**課題文**:
スタッフに仕事を「任せる」意味
人材を育成するうえでスタッフに仕事を「任せる」過程は必ず通る道です。私の医院では1年目のスタッフには仕事を覚えて慣れてもらうことを最優先にし、2年目からやる気のあるスタッフには、新しい仕事を任せたり私の仕事を手伝ってもらったりします。
仕事を任せる目的は、責任感をもち深く関わることでやりがいを感じてもらうことです。また責任をもって仕事に関わることで医院に愛着が湧きます。
仕事を任されると責任感は間違いなく育ちます。与えられた仕事をするだけではなく、自分で考えて仕事をやり遂げることにより責任感は生まれるのです。また仕事に関わる過程で人の役に立ち感謝されることでやりがいを感じられます。さらに良くしていこうという思いも湧いてきます。
仕事を任せるときは1つ任せてみてやり遂げられるか、丁寧なのか雑なのかなどを見ます。最初から大きな仕事を任せるのではなく、小さなものから段階的にお願いするようにしています。
最初はもし失敗しても大きな痛手を負わない仕事から始めます。小さな仕事をやり通せなくては大きな仕事をやり通すことはできないので、まずは簡単なものから任せます。やり遂げるたびに仕事が大きくなり責任も重くなっていくのです。
例えば、レクリエーション企画や日々の伝達事項から始め、訪問診療に行く車のラッピングや書類作り、スタッフ管理などに進みます。

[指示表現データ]
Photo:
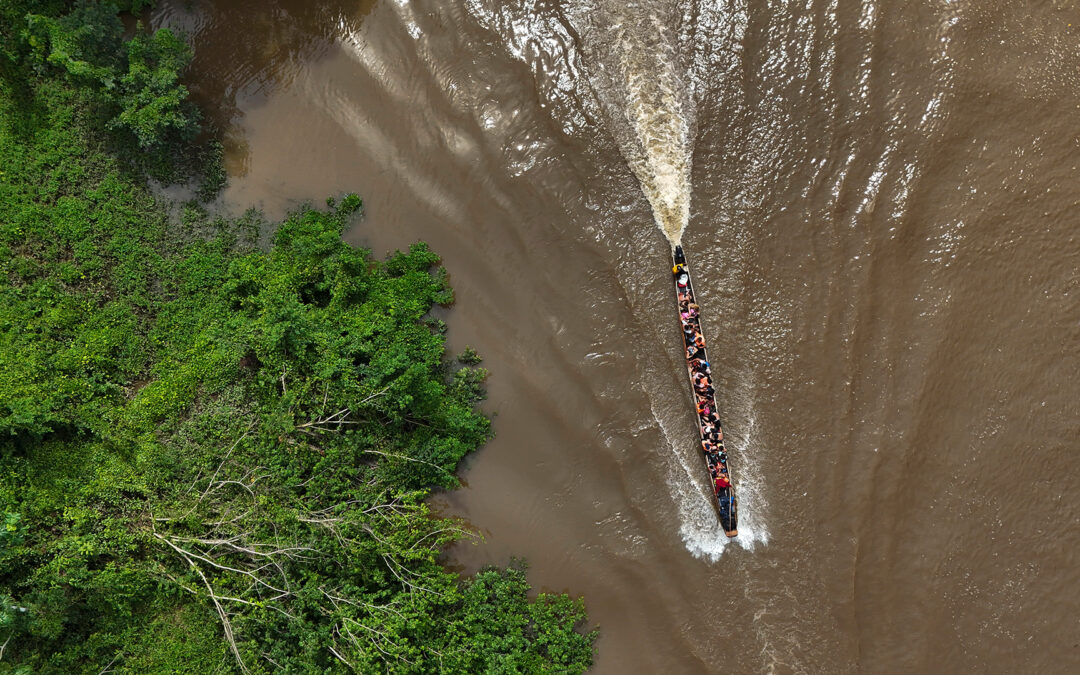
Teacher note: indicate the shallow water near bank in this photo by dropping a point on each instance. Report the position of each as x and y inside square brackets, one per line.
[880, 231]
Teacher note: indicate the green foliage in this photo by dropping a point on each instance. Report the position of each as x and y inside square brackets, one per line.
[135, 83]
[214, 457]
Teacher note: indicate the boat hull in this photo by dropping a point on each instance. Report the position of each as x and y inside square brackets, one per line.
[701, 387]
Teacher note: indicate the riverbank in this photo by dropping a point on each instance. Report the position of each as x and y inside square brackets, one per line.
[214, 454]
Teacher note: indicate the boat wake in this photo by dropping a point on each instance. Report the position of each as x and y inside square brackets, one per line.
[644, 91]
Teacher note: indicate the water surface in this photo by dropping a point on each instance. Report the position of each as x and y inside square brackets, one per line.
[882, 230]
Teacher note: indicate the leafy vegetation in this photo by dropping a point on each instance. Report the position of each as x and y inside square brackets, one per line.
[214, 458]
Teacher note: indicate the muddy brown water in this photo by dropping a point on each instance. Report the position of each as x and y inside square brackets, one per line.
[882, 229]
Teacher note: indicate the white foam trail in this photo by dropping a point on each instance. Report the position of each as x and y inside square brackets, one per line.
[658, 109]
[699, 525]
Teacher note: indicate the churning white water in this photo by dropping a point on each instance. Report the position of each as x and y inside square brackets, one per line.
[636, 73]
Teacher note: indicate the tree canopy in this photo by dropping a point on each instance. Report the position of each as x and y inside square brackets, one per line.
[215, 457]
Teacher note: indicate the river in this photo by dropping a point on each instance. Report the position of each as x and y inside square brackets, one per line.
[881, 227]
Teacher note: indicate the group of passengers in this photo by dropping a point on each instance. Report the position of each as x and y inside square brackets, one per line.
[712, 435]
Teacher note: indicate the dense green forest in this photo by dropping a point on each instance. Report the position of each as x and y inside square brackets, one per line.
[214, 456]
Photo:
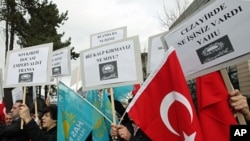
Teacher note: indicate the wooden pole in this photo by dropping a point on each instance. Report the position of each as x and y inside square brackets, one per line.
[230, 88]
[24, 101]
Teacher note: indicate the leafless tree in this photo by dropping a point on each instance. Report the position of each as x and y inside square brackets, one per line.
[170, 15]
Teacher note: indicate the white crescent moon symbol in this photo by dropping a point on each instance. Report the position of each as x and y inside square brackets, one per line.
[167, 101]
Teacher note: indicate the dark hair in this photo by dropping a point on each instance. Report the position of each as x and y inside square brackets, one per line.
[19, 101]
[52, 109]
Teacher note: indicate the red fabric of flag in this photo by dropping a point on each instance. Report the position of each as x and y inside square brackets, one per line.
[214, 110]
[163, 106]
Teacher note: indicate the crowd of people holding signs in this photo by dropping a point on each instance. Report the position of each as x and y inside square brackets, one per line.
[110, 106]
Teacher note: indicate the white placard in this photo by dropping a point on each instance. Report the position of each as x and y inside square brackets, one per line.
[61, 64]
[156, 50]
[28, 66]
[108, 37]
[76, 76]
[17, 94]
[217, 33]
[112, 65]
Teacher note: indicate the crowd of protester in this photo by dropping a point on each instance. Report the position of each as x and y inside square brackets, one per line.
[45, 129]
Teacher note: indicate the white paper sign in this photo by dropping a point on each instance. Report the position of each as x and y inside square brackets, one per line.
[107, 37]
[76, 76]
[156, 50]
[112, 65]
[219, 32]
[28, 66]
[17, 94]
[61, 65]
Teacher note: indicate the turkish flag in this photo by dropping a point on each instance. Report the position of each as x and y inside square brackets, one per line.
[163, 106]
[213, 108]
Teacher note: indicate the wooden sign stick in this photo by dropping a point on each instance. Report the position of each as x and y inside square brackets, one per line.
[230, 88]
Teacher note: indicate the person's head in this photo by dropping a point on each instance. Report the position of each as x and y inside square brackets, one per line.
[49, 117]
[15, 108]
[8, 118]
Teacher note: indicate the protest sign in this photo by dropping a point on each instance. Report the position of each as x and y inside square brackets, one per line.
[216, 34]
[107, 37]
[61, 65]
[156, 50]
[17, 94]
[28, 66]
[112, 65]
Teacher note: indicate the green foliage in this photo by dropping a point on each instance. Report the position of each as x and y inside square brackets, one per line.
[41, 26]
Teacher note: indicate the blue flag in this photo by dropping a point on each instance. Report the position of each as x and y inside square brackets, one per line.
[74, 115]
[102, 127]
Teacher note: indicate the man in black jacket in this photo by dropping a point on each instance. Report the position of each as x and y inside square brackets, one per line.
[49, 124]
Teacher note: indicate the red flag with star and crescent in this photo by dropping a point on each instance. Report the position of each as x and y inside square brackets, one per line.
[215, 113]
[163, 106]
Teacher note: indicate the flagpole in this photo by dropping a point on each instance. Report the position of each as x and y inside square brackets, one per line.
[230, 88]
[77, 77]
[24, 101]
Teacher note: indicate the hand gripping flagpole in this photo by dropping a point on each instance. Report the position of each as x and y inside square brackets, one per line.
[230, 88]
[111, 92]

**確認問題**:
a - 仕事を任せることについての本文を読み、次の問いに答えてください。
(i) 1年目のスタッフに対して最優先にしていることは何ですか。
(ii) 仕事を任せ始めるとき、最初はどのような仕事から始めますか。
(iii) 任せる仕事の例として、最初に挙げられているものは何ですか。
b - 仕事を任せることについての本文のうち、「スタッフに仕事を「任せる」意味」から「責任も重くなっていくのです。」までをそのまま繰り返してください。「責任も重くなっていくのです。」も含めてください。

**解答**:
a -
(i) 仕事を覚えて慣れてもらうこと
(ii) もし失敗しても大きな痛手を負わない仕事
(iii) レクリエーション企画や日々の伝達事項

b -
スタッフに仕事を「任せる」意味
人材を育成するうえでスタッフに仕事を「任せる」過程は必ず通る道です。私の医院では1年目のスタッフには仕事を覚えて慣れてもらうことを最優先にし、2年目からやる気のあるスタッフには、新しい仕事を任せたり私の仕事を手伝ってもらったりします。
仕事を任せる目的は、責任感をもち深く関わることでやりがいを感じてもらうことです。また責任をもって仕事に関わることで医院に愛着が湧きます。
仕事を任されると責任感は間違いなく育ちます。与えられた仕事をするだけではなく、自分で考えて仕事をやり遂げることにより責任感は生まれるのです。また仕事に関わる過程で人の役に立ち感謝されることでやりがいを感じられます。さらに良くしていこうという思いも湧いてきます。
仕事を任せるときは1つ任せてみてやり遂げられるか、丁寧なのか雑なのかなどを見ます。最初から大きな仕事を任せるのではなく、小さなものから段階的にお願いするようにしています。
最初はもし失敗しても大きな痛手を負わない仕事から始めます。小さな仕事をやり通せなくては大きな仕事をやり通すことはできないので、まずは簡単なものから任せます。やり遂げるたびに仕事が大きくなり責任も重くなっていくのです。